**TEXTE DE LECTURE**
#####

Parfois, lorsque nous posons pour un.e artiste, nous prenons également part au travail de création de l’œuvre. Nous collaborons alors complètement. Nous œuvrons.

Et contrairement aux idées reçues, la plupart du temps, c’est le modèle qui choisit ses poses. Nous sommes, à la fois, chorégraphes, metteurs en scène, acteurs, assistant.e.s et sujets d’étude.

Poser nécessite par ailleurs beaucoup d’imagination et de résistance, car c’est douloureux de s’immobiliser. Il faut aussi de la patience et savoir nourrir son “univers intérieur”, car le temps est incroyablement long lorsque l’on pose…

Il nous importait, dans Les filles de Méduse, de rendre compte de cette réalité documentaire

BdC : Quelles ont été vos réflexions sur le plan de la mise en scène pour permettre de sublimer le corps du modèle ?

Bénédicte Alloing et Ellénore Lemattre : Contrairement aux films que nous évoquions précédemment, où LA modèle est mise en scène, posant de manière lascive, érotisée, dans un décor baroque ou bohème, la réalité est que dans la plupart des ateliers de modèle vivant, le corps du modèle n’est pas particulièrement mis en valeur.

#####

**TRAVAIL DEMANDÉ**
Renvoyez le texte sur le métier de modèle vivant en entier, sans en changer un seul mot. Le matériel ne joue aucun rôle dans ce travail.

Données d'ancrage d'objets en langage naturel
#####

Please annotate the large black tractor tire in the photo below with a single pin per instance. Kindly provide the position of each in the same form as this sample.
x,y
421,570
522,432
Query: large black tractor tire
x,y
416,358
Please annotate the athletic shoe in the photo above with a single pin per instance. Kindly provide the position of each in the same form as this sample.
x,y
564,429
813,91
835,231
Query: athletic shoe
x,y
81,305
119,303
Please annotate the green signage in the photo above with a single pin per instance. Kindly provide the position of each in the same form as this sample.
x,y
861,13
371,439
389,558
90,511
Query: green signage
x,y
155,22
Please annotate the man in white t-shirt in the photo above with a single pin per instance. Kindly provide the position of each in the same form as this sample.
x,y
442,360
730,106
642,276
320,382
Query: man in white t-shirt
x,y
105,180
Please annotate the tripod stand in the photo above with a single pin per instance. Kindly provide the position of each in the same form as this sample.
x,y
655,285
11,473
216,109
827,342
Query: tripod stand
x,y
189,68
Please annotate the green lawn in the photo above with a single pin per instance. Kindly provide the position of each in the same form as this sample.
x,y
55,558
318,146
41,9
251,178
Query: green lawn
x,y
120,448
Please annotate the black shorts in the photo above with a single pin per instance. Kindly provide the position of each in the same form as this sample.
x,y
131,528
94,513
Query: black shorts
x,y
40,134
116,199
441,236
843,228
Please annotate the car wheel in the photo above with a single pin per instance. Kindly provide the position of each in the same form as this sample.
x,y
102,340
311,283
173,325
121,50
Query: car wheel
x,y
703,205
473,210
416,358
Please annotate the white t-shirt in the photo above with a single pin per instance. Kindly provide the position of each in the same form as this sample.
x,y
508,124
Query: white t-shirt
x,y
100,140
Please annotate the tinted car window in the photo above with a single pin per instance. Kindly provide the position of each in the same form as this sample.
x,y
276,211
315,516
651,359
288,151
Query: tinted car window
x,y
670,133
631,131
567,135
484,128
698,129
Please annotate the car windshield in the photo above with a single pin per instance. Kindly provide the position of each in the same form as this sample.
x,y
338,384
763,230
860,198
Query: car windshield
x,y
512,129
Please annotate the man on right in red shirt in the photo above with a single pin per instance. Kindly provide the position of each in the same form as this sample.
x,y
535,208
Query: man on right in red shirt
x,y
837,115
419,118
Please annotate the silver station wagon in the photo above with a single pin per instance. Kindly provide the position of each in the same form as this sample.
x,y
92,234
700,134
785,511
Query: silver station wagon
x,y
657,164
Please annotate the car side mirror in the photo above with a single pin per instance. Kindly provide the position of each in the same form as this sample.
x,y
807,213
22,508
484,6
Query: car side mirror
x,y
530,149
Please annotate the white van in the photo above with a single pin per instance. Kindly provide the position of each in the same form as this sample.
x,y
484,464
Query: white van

#####

**RÉPONSE PRODUITE**
Parfois, lorsque nous posons pour un.e artiste, nous prenons également part au travail de création de l’œuvre. Nous collaborons alors complètement. Nous œuvrons.

Et contrairement aux idées reçues, la plupart du temps, c’est le modèle qui choisit ses poses. Nous sommes, à la fois, chorégraphes, metteurs en scène, acteurs, assistant.e.s et sujets d’étude.

Poser nécessite par ailleurs beaucoup d’imagination et de résistance, car c’est douloureux de s’immobiliser. Il faut aussi de la patience et savoir nourrir son “univers intérieur”, car le temps est incroyablement long lorsque l’on pose…

Il nous importait, dans Les filles de Méduse, de rendre compte de cette réalité documentaire

BdC : Quelles ont été vos réflexions sur le plan de la mise en scène pour permettre de sublimer le corps du modèle ?

Bénédicte Alloing et Ellénore Lemattre : Contrairement aux films que nous évoquions précédemment, où LA modèle est mise en scène, posant de manière lascive, érotisée, dans un décor baroque ou bohème, la réalité est que dans la plupart des ateliers de modèle vivant, le corps du modèle n’est pas particulièrement mis en valeur.